Rows from an object pointing dataset
#####
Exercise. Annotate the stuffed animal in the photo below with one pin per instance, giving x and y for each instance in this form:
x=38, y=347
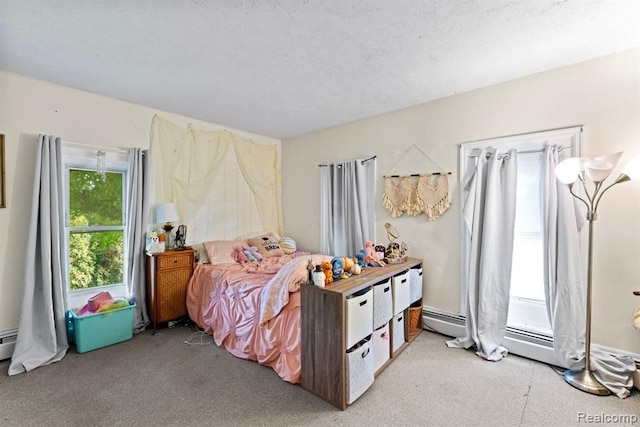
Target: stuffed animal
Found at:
x=337, y=269
x=347, y=263
x=372, y=254
x=253, y=250
x=239, y=255
x=327, y=268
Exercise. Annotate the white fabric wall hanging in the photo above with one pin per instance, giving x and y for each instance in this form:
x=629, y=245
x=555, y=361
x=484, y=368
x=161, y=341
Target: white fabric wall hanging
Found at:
x=417, y=194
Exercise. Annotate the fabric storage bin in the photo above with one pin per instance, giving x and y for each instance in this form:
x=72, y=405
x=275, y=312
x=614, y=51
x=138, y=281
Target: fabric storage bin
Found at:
x=359, y=315
x=382, y=303
x=415, y=284
x=397, y=332
x=359, y=369
x=381, y=346
x=93, y=331
x=401, y=292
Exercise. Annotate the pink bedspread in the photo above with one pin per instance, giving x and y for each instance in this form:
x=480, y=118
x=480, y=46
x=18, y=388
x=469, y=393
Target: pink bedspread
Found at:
x=229, y=301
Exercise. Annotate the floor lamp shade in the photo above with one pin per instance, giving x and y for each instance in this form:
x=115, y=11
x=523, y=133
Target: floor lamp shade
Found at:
x=590, y=174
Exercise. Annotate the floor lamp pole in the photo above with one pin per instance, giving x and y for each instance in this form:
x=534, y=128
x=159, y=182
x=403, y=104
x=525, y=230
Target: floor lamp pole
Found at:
x=583, y=379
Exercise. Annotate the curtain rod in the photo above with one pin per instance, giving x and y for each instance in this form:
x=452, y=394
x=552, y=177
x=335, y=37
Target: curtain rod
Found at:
x=362, y=162
x=538, y=150
x=95, y=147
x=417, y=174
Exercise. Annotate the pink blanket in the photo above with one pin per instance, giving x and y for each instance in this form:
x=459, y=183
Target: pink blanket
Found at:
x=253, y=310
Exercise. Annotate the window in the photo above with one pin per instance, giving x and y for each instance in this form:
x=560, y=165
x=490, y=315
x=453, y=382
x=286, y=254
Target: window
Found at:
x=95, y=225
x=527, y=306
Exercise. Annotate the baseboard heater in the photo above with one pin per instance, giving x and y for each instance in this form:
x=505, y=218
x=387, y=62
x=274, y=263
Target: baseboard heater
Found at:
x=523, y=343
x=7, y=343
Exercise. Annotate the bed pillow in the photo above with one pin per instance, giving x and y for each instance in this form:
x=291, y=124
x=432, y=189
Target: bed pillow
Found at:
x=254, y=234
x=288, y=245
x=221, y=251
x=267, y=245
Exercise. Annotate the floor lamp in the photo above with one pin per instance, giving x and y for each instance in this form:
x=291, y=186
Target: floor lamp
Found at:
x=590, y=174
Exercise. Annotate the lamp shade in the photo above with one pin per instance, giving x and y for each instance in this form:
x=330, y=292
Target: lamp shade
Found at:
x=632, y=169
x=166, y=212
x=598, y=170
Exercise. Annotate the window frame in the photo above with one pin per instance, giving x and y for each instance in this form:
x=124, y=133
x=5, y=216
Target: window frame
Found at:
x=116, y=162
x=533, y=141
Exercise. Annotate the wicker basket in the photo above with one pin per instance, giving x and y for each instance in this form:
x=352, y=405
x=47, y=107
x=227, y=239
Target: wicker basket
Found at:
x=415, y=311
#####
● **Set problem**: Write out all the lines of the records as a numbered list, skipping any blank lines. Leave the picture out of your answer.

● **Exercise solution**:
1. Exercise. Annotate the stuffed animal in the photo below with one pin per instance, giving x and y for each instance in this form:
2. x=38, y=347
3. Target: stuffed animal
4. Found at:
5. x=337, y=269
6. x=347, y=263
7. x=372, y=254
8. x=253, y=250
9. x=239, y=255
10. x=327, y=268
11. Exercise. Annotate the white fabric wall hanging in the photo above with one pin per instance, giving x and y for each instance in this form:
12. x=629, y=245
13. x=555, y=361
14. x=484, y=368
15. x=161, y=341
16. Target: white fabric wall hanging
17. Found at:
18. x=417, y=194
19. Exercise. Annotate the fabric storage bin in the photo above with one pin per instance, giving x and y for each instance in this form:
20. x=72, y=405
21. x=275, y=312
22. x=614, y=51
23. x=138, y=281
24. Target: fabric storage bin
25. Found at:
26. x=359, y=315
27. x=382, y=303
28. x=415, y=284
29. x=397, y=332
30. x=359, y=369
31. x=381, y=346
32. x=93, y=331
33. x=401, y=292
34. Exercise. Annotate the pink bedspread in the photo above with one pin per instance, giving x and y for each instance in this form:
35. x=480, y=118
36. x=480, y=46
37. x=18, y=388
38. x=469, y=393
39. Target: pink bedspread
40. Found at:
41. x=229, y=301
42. Exercise. Annotate the floor lamp shade in the photo above with one pin per instance, giving x and y for each instance in this form:
43. x=115, y=11
44. x=523, y=133
45. Target: floor lamp shade
46. Found at:
47. x=590, y=174
48. Exercise. Annotate the floor lamp pole in the photo above with one pin per instance, giving x and y for each instance in this form:
49. x=534, y=128
50. x=159, y=182
51. x=403, y=104
52. x=525, y=230
53. Target: floor lamp pole
54. Found at:
55. x=583, y=379
56. Exercise. Annotate the curtain rod in the photo above with one pin per instance, giving x and y for each instance in this form:
57. x=452, y=394
58. x=552, y=177
59. x=335, y=37
60. Target: curtain rod
61. Found at:
62. x=362, y=162
63. x=538, y=150
64. x=95, y=147
65. x=417, y=174
66. Exercise. Annotate the pink blanket in the photo above with one pin per instance, giving x and y for each instance in this form:
67. x=459, y=183
68. Target: pink blanket
69. Found at:
70. x=253, y=310
71. Exercise. Annotate the window in the photo above with one pin per instance, giving x and y for each instance in this form:
72. x=560, y=165
73. x=490, y=315
74. x=453, y=382
75. x=286, y=254
76. Target: window
77. Found at:
78. x=95, y=225
79. x=527, y=306
80. Exercise. Annotate the baseboard heater in the photo above with one pin per instance, giving x and y for each instance in this form:
81. x=505, y=218
82. x=387, y=62
83. x=274, y=263
84. Target: baseboard heater
85. Found at:
86. x=523, y=343
87. x=7, y=343
88. Exercise. Annotate the bed pillow in the photo above with one pin per instance, giving x and y for each instance in this form:
89. x=291, y=124
90. x=432, y=189
91. Target: bed pillow
92. Found at:
93. x=254, y=234
94. x=288, y=245
95. x=221, y=251
96. x=267, y=245
97. Exercise. Annotate the floor lamp in the photo above with one pin per instance, giving x and y for each instance in this form:
98. x=291, y=186
99. Target: floor lamp
100. Found at:
101. x=590, y=174
102. Exercise. Annotate the lamp shade in the photo above with one pin per instance, giving x and y for each instance in this form:
103. x=330, y=292
104. Target: lamp shade
105. Found at:
106. x=632, y=169
107. x=166, y=212
108. x=598, y=170
109. Exercise. Annotate the window frame in the photo above with one pin per instance, giving x and y for each instance in this form:
110. x=124, y=133
111. x=5, y=216
112. Target: window frame
113. Found at:
114. x=116, y=162
115. x=533, y=141
116. Exercise. Annotate the wicker basket in the photo above with one pin per instance, giving x and y for each instance in this form:
117. x=352, y=405
118. x=47, y=107
119. x=227, y=239
120. Target: wicker basket
121. Found at:
122. x=415, y=311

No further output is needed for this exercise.